Passage given:
++++++++++++++++++++

ITEM 3.  SOURCE AND AMOUNT OF FUNDS OR OTHER CONSIDERATION.

         The source of funds for the acquisition of beneficial ownership of
Common Stock by Fund VIII is money contributed by limited and general partners
for the investment by Fund VIII. Except in relation to its partnership interest
in Fund VIII, no funds were acquired directly by GP VIII, or First Reserve, for
their indirect acquisition of beneficial ownership of the Common Stock.



                                                                    Page 5 of 11
<PAGE>   6

ITEM 4.  PURPOSE OF TRANSACTION.

         On December 28, 2000, Wedge Group Incorporated, a Delaware corporation,
and Wedge Tyler, Inc., a Delaware corporation (collectively, "Wedge"), acquired
8,146,665 shares of Common Stock from the Issuer as consideration for Wedge's
sale to the Issuer of interests in Howe-Baker International, L.L.C., a Delaware
limited liability company (the "Howe-Baker Acquisition"). Immediately following
the Howe-Baker Acquisition on December 28, 2000, the Reporting Persons acquired
4,323,333 shares of Common Stock from Wedge Group Incorporated (the "Fund VIII
Purchase"). In addition: (i) the Reporting Persons purchased 530,000 shares of
Common Stock from Wedge and one of its affiliates, and (ii) the Issuer agreed to
grant to Fund VIII a warrant to purchase 149,305 shares of Common Stock at an
exercise price of NLG .01 per share. Collectively, the Reporting Persons
acquired 4,853,333 shares of Common Stock and a warrant to acquire an additional
149,305 shares of Common Stock (together, the "First Reserve Acquisition"),
which shares represent approximately 28.23 percent of the issued and outstanding
shares of Common Stock. All shares of Common Stock acquired by the Reporting
Persons were acquired for investment purposes. Prior to the First Reserve
Acquisition, the Reporting Persons did not own any shares of Common Stock.

++++++++++++++++++++

Task 1: Reproduce the filing excerpt word for word from "The source of" to "the Common Stock.".
Task 2: In the filing excerpt, how many shares of Common Stock did the Reporting Persons acquire from Wedge Group Incorporated in the Fund VIII Purchase?
Rely only on the filing excerpt above, not on the data.

Dataset:
++++++++++++++++++++

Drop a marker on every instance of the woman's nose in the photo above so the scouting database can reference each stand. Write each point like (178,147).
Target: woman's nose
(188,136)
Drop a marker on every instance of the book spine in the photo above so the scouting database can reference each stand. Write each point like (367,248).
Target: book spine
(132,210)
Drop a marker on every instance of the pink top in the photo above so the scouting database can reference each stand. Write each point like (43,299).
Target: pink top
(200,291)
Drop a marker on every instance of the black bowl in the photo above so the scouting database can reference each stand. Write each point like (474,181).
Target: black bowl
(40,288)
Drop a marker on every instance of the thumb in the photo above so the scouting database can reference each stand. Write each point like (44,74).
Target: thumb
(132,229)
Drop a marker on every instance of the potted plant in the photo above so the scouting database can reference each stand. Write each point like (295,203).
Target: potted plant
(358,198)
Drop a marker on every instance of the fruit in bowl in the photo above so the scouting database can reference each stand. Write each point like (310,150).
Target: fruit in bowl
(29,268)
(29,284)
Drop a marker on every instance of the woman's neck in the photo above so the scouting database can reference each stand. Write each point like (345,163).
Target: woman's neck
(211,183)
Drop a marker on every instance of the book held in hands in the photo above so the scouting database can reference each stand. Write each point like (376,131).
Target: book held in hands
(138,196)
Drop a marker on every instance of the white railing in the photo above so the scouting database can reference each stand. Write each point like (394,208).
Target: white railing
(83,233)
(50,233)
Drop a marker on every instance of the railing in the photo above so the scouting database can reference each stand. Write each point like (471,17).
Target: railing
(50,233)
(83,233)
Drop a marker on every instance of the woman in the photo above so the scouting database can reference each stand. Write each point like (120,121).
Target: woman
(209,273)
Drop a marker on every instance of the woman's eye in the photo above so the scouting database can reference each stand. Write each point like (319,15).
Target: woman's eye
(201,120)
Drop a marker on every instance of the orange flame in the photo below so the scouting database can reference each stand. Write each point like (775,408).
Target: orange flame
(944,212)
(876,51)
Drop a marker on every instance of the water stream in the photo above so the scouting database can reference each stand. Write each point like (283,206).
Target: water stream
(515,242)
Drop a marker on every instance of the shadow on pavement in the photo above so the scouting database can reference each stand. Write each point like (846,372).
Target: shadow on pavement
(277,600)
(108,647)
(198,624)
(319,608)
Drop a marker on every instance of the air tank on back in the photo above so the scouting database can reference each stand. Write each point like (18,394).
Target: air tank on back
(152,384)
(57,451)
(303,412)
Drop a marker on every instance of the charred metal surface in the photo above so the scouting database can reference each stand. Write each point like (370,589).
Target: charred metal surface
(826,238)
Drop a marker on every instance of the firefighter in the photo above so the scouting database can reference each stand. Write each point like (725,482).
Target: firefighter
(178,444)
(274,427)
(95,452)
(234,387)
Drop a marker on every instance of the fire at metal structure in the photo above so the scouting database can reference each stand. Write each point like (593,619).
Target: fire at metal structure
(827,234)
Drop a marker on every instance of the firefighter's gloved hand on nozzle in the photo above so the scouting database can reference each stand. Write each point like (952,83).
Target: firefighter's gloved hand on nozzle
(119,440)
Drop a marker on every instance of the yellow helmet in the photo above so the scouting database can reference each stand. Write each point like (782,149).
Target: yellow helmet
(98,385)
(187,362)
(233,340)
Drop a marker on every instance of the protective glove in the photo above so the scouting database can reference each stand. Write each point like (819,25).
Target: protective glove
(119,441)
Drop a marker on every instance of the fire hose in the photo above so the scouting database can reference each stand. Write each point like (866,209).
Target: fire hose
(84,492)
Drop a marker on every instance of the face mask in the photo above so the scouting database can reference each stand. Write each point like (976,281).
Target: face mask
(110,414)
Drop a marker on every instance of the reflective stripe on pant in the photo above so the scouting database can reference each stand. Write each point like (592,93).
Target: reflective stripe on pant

++++++++++++++++++++

Result 1:
The source of funds for the acquisition of beneficial ownership of
Common Stock by Fund VIII is money contributed by limited and general partners
for the investment by Fund VIII. Except in relation to its partnership interest
in Fund VIII, no funds were acquired directly by GP VIII, or First Reserve, for
their indirect acquisition of beneficial ownership of the Common Stock.

Result 2: 4,323,333 shares.